• THE TASK
List every item that the final paragraph of the Najaf news story below says the neighborhood has none of.

• TEXT SEGMENT
Meg Laughlin - Knight Ridder Newspapers

April 17, 2003 03:00 AM

NAJAF, Iraq—Zahraa Hashem's leg won't heal. Her pelvis is crushed and set in a vice. The wound on the back of her leg is too big, too deep to close. The limb looks like a supermarket leg of lamb.

Medical supplies are running out in Najaf, where she lives. There aren't enough antibiotics or gauze or iodine. She writhes in pain, sweating in her hospital bed.

Before the war, she was one of the smartest and most beautiful teen-agers in her ninth-grade class. She planned to be a surgeon. Like almost everyone else in her school, she hated Saddam Hussein. But she isn't with her classmates lining the roads of Najaf, cheering that he is gone.

"These happy people did not pay the price that Zahraa and thousands of Iraqis did," Dr. Ali-Akar said at Saddam Teaching Hospital.

Coalition bombers hit al Karama, Zahraa's middle-class neighborhood, from 1:30 a.m. to 6 a.m. on April 2, killing 40 civilians and injuring 35 more.

The day before, Zahraa, 15, and her best friend, Dunia, had walked home from school. They picked red carnations in a neighbor's yard. They played hopscotch and split a Nestle's chocolate bar. They didn't notice two green Iraqi army trucks in the park across the street.

Zahraa's family had rice, fava beans and chicken for dinner. Zahraa studied math and went to sleep upstairs in her room, which has a terrazzo floor and a picture of Cinderella on the wall.

After midnight, coalition aircraft dropped cluster bombs on the two radar trucks. They also dropped them all over the neighborhood. Twenty houses caved in.

Zahraa heard the bombs hit, and she remembers a red flash. She ran downstairs and was hit while she was trying to get to the shelter, a hole with sandbags in the yard.

Her father and two uncles were killed, and her two younger brothers were injured along with her. Their dried blood is still on the iron garden gate. Another bomb, shaped like a miniature blimp, lies in their front yard next to the palm and eucalyptus trees.

A cousin took in part of the family. The barren wall in his house is cracked. He has no electricity or water, but he has taken in 13 people.

There is no formula for the babies in the neighborhood, no milk for the children, no oil or gas for the cars or pumps, no electricity and no water.

Saved entries:

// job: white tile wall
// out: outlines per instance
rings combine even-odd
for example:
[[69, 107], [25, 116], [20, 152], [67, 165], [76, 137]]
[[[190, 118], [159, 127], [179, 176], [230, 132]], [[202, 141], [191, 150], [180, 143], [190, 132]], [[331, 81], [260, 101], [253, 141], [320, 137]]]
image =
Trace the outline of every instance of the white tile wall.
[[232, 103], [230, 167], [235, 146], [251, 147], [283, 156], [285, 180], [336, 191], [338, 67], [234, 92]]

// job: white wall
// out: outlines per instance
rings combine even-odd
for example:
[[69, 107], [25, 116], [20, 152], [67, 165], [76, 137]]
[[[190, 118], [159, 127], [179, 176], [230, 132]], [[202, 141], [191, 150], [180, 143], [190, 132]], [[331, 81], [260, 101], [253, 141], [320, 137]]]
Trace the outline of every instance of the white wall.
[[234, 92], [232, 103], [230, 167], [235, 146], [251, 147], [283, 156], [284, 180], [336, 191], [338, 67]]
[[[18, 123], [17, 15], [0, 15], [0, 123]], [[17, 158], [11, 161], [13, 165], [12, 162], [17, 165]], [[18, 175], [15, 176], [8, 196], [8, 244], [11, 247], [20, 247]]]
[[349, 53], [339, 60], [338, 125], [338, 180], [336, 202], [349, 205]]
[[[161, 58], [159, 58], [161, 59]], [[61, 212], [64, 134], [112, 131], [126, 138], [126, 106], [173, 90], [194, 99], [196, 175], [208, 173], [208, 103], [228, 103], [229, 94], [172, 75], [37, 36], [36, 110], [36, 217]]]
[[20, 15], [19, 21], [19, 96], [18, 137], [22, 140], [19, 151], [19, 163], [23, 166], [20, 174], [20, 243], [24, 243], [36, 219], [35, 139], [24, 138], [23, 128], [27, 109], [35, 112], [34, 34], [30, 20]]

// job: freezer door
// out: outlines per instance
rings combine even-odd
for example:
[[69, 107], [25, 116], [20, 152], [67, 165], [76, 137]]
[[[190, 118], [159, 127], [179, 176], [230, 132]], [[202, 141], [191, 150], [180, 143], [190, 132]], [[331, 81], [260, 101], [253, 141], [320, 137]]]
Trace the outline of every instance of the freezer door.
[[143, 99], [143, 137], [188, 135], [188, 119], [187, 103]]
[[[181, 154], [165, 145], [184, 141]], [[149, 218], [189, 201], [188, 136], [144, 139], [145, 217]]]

• EXERCISE RESPONSE
- formula
- milk
- oil
- gas
- electricity
- water